Stated task: Format every line of the listing below as a numbered list, omitting any blank lines and leaving out the pictures.

# START OF Data

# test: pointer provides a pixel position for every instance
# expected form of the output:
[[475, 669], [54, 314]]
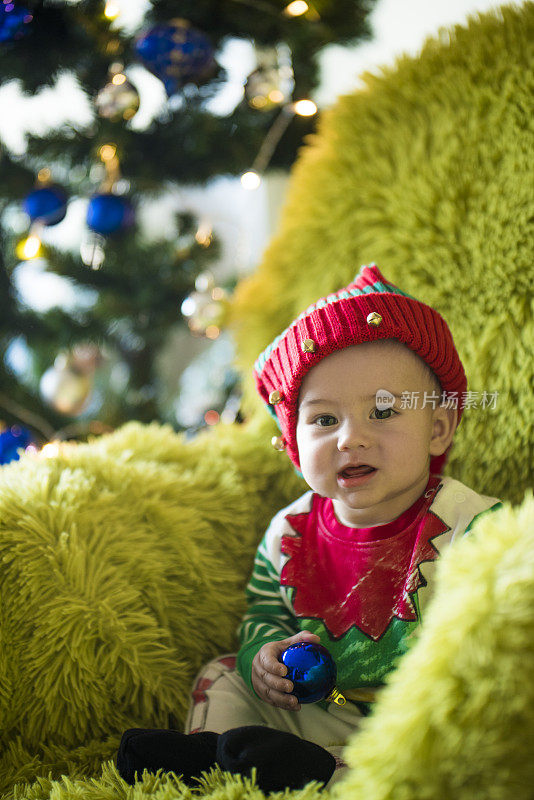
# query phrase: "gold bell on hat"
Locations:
[[374, 318], [275, 397]]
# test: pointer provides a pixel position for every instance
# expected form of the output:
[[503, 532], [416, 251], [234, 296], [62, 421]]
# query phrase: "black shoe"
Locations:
[[185, 754], [282, 760]]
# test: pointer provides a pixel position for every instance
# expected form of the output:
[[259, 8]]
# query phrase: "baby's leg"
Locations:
[[222, 702]]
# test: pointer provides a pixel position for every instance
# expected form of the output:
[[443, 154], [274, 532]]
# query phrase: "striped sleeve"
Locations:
[[268, 618]]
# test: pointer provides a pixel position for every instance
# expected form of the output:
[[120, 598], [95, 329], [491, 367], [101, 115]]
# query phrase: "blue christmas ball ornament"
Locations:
[[109, 213], [14, 21], [313, 672], [177, 54], [47, 204], [11, 440]]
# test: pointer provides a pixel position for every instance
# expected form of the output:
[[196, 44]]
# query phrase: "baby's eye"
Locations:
[[382, 413], [325, 420]]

# END OF Data

Problem solution:
1. # test: pointer provides a pixel position for every instance
2. # expected form of the output:
3. [[475, 669], [54, 314]]
4. # query phrase: "gold bell on hat"
5. Locations:
6. [[374, 318], [275, 397]]
7. # test: pointer provides a pixel position for every instance
8. # expected form of the output:
9. [[503, 532], [416, 251], [234, 296], [62, 421]]
10. # query phrase: "black shoe"
11. Locations:
12. [[185, 754], [282, 760]]
13. # test: pointer provides a pixel position for every instance
14. # expected form of the output:
15. [[259, 8]]
16. # query phrase: "baby's leg"
17. Locations:
18. [[222, 702]]
19. # test: pointer provides a pixel position for every instance
20. # expected form of the output:
21. [[443, 154], [274, 532]]
22. # query phrase: "striped sleeve"
23. Locations:
24. [[268, 618]]
25. # test: pointer provides a pixel position for every instance
26. # expected form of the output:
27. [[120, 598], [95, 329], [491, 367], [101, 115]]
28. # query phrase: "blue christmas ball ornament"
29. Locations:
30. [[109, 213], [14, 21], [313, 672], [177, 54], [47, 204], [11, 440]]
31. # test: pointer provides a pixel position for every instance
32. # expected form of the output:
33. [[196, 44]]
34. # query phrase: "baby's eye"
35. Locations:
36. [[382, 413], [325, 420]]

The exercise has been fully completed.